TRY IT:
Where the word "positive" occurs in a line of the data, return the whole line.
EXERCISE INPUTS Start Marker
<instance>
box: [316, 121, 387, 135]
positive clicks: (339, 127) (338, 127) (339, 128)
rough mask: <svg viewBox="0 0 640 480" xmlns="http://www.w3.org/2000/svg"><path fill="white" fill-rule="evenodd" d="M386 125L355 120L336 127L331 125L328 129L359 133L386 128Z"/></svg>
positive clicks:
EXERCISE INPUTS End Marker
EXERCISE INPUTS Start Marker
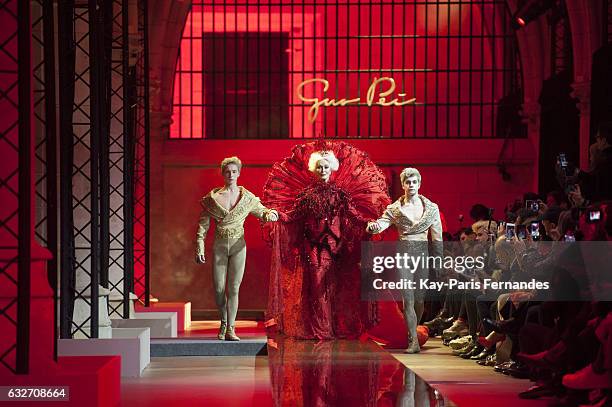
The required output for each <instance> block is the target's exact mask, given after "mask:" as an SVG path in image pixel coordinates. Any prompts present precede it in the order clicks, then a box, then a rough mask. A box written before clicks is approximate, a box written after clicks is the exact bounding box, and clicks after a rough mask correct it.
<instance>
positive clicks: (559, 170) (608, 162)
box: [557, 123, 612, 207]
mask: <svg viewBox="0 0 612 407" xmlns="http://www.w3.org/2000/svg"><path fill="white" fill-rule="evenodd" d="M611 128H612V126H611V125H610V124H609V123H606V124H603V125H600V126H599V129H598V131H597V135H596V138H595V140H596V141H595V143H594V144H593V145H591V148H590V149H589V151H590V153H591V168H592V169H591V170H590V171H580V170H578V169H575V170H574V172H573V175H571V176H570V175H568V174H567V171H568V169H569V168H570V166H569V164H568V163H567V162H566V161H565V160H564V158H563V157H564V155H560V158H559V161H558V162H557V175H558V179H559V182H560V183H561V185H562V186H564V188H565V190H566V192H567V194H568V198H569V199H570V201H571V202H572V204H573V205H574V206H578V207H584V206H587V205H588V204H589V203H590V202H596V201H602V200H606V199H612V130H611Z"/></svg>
EXERCISE INPUTS End Marker
EXPECTED ANSWER:
positive clicks: (339, 127) (338, 127) (339, 128)
positive clicks:
positive clicks: (559, 170) (608, 162)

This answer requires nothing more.